DAFTAR SOAL
a) Berdasarkan teks tentang Yudian dan BPIP, mengapa pernyataan "Ketuhanan yang Berkebudayaan" mengundang kontroversi? Jawab dalam satu sampai tiga kalimat.
b) Lanjutkan teks tentang Yudian dan BPIP mulai dari kalimat terakhirnya.

───── TEKS YANG DITAMPILKAN

Ia juga sempat membuat pernyataan terkait “Ketuhanan yang Berkebudayaan”, yang juga mengundang kontroversi. Banyak yang karena lontaran pernyataan itu menafsirkan bahwa BPIP ingin mereduksi konsep ketuhanan dalam Pancasila menjadi lebih bersifat budaya, yang dianggap merendahkan nilai ketuhanan itu sendiri.
Sebelum diangkat menjadi kepala BPIP, Yudian juga dianggap aneh sehubungan lolosnya seorang kandidat doktor di UIN Sunan Kalijaga dalam sidang disertasi untuk mencapai gelar doktor. Saat itu Prof Yudian bertindak sebagai ketua sidang, bersama Waryono Abdul Ghofur (sekretaris sidang), Khoiruddin (promotor), dan Sahiron. Mereka menguji disertasi calon doktor Abdul Aziz, yang pada Rabu, 28 Agustus 2019 itu mempertahankan disertasi berjudul “Konsep Milk Al Yamin: Muhammad Syahrur Sebagai Keabsahan Hubungan Seksual Non-Marital”.

──────────
───── DATA YANG DITAMPILKAN

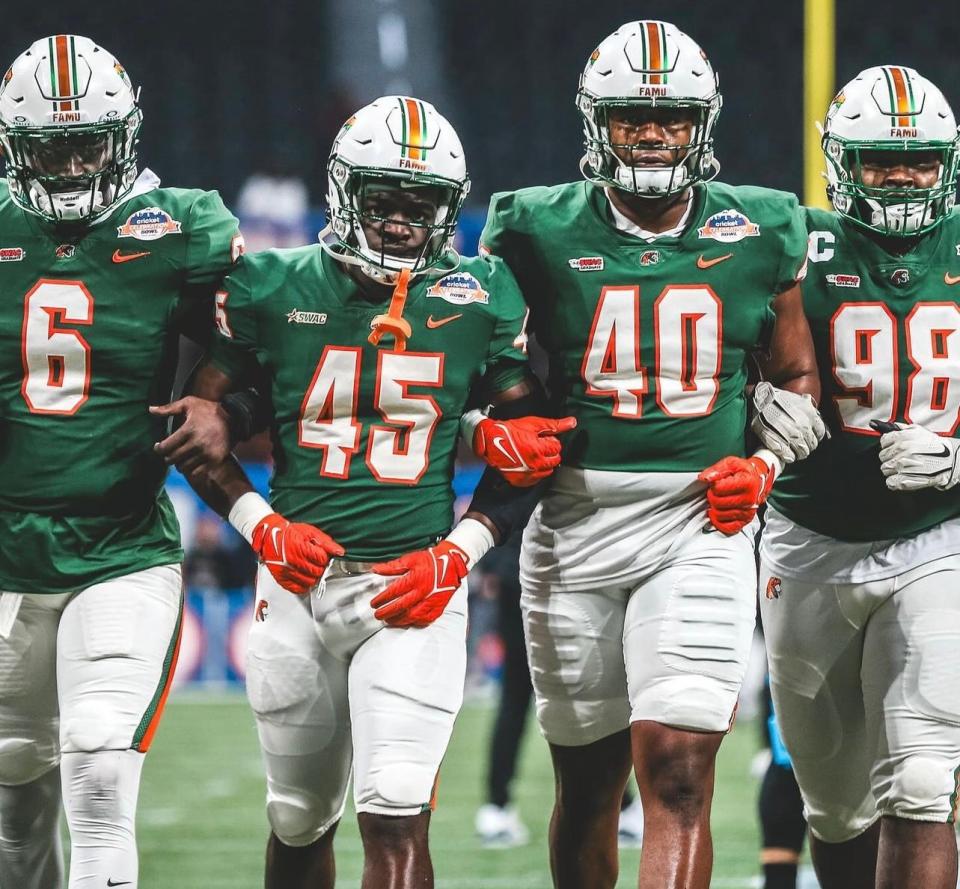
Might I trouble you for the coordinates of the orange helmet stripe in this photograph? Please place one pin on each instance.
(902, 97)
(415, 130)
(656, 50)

──────────

JAWABAN LATIHAN
a) Banyak orang menafsirkan pernyataan itu sebagai keinginan BPIP untuk mereduksi konsep ketuhanan dalam Pancasila menjadi lebih bersifat budaya. Tafsiran itu dianggap merendahkan nilai ketuhanan itu sendiri.

b)
Aziz berhasil mempertahankan disertasinya, berpegang pada sikap bahwa hubungan intim di luar nikah tidak melanggar hukum Islam. Aziz meyakini bahwa penggerebekan pasangan selingkuh atas dasar suka sama suka itu kriminalisasi. “Kriminalisasi bertentangan dengan hak asasi manusia,”ujarnya kepada wartawan. Menurut Aziz, dengan menyandarkan pendapat pada pendapat Muhammad Syahrur, guru besar emeritus Fakultas Teknik Sipil di Universitas Damaskus, hubungan intim disebut zina bila dipertontonkan ke publik. Bila hubungan intim dilakukan di ruang privat, berlandaskan suka sama suka, keduanya sudah dewasa, tidak ada penipuan, dan niatnya tulus, maka tidak bisa disebut zina. Hubungan intim tersebut halal. Asal tahu, Aziz mendapatkan “sangat memuaskan” dalam sidang tersebut.
NU menarik dukungan
Yang menarik, banyak pemberitaan terakhir seolah menghubungkan kisruh jilbab di Paskibraka ini dengan keberadaan Megawati sebagai ketua Dewan Pengarah di BPIP. Ada pula yang seolah menghubungkan keberadaan Pof Yudian di BPIP itu berhubungan dengan keberadaan ketua umum PDIP tersebut.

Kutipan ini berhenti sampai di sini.